- Records to process -
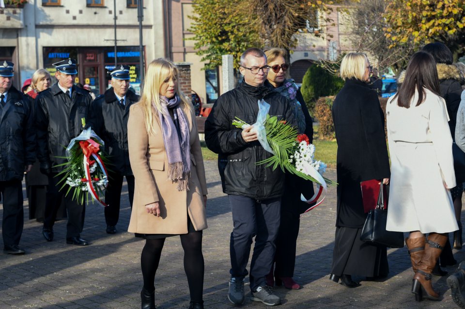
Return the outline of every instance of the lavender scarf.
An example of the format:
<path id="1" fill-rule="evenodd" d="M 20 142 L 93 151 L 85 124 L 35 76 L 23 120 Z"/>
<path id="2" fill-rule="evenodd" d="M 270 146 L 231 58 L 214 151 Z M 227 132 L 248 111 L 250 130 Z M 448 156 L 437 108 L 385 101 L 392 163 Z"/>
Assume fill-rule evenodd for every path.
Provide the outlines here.
<path id="1" fill-rule="evenodd" d="M 177 95 L 170 99 L 160 97 L 160 103 L 162 110 L 158 112 L 158 118 L 168 157 L 168 179 L 177 183 L 178 191 L 188 191 L 190 176 L 189 125 L 179 106 L 181 99 Z M 169 108 L 172 109 L 173 118 L 170 115 Z M 175 122 L 178 124 L 179 131 Z"/>

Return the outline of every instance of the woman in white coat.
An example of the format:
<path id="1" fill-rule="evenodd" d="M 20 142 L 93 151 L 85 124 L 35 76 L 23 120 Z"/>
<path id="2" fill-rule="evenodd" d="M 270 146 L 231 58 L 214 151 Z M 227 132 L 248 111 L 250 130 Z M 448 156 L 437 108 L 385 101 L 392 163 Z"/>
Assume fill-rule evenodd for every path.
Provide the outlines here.
<path id="1" fill-rule="evenodd" d="M 386 229 L 409 232 L 405 240 L 415 272 L 412 293 L 439 299 L 431 273 L 447 233 L 458 229 L 450 188 L 455 186 L 446 103 L 438 93 L 434 59 L 418 52 L 386 107 L 391 187 Z M 427 239 L 425 234 L 429 234 Z"/>

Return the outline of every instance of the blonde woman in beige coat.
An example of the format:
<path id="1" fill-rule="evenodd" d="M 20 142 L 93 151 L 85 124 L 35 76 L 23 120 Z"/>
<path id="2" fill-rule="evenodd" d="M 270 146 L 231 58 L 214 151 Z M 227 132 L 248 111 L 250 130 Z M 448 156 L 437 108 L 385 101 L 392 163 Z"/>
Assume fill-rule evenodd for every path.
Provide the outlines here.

- Aim of the exercise -
Copy all of the rows above word for word, leaving out the pictures.

- Expected output -
Return the outline of every instance of the lavender scarf.
An example of the format:
<path id="1" fill-rule="evenodd" d="M 20 142 L 93 151 L 85 124 L 35 76 L 23 120 Z"/>
<path id="2" fill-rule="evenodd" d="M 270 146 L 231 58 L 214 151 Z M 227 132 L 248 111 L 250 130 Z M 448 156 L 437 108 L 385 101 L 392 163 Z"/>
Assume fill-rule evenodd for every path.
Provide the outlines here.
<path id="1" fill-rule="evenodd" d="M 177 95 L 170 99 L 160 97 L 160 103 L 162 110 L 158 112 L 158 118 L 168 157 L 168 179 L 177 183 L 178 191 L 188 191 L 190 176 L 189 125 L 179 106 L 181 99 Z M 169 108 L 172 109 L 173 118 L 170 115 Z M 175 122 L 178 124 L 179 131 Z"/>

Return the outline of every instance of the woman in white coat.
An example of the format:
<path id="1" fill-rule="evenodd" d="M 20 142 L 93 151 L 85 124 L 35 76 L 23 120 Z"/>
<path id="2" fill-rule="evenodd" d="M 270 146 L 231 58 L 214 151 Z M 227 132 L 248 111 L 250 130 Z M 448 156 L 437 108 L 385 101 L 392 163 Z"/>
Assume fill-rule evenodd for every path.
Provide the outlines here.
<path id="1" fill-rule="evenodd" d="M 386 229 L 409 232 L 405 240 L 415 272 L 412 293 L 439 299 L 431 273 L 447 233 L 458 229 L 450 188 L 455 186 L 446 103 L 438 93 L 434 59 L 418 52 L 386 107 L 391 187 Z M 427 239 L 425 234 L 429 234 Z"/>

Return the outline of every instance of the blonde woman in beige coat.
An example of the format:
<path id="1" fill-rule="evenodd" d="M 20 142 L 93 151 L 85 124 L 35 76 L 23 120 Z"/>
<path id="2" fill-rule="evenodd" d="M 270 146 L 231 58 L 214 151 Z M 227 132 L 248 111 L 250 130 Z M 448 156 L 437 108 L 385 101 L 392 163 Z"/>
Assume fill-rule evenodd for every path.
Provide the outlines here.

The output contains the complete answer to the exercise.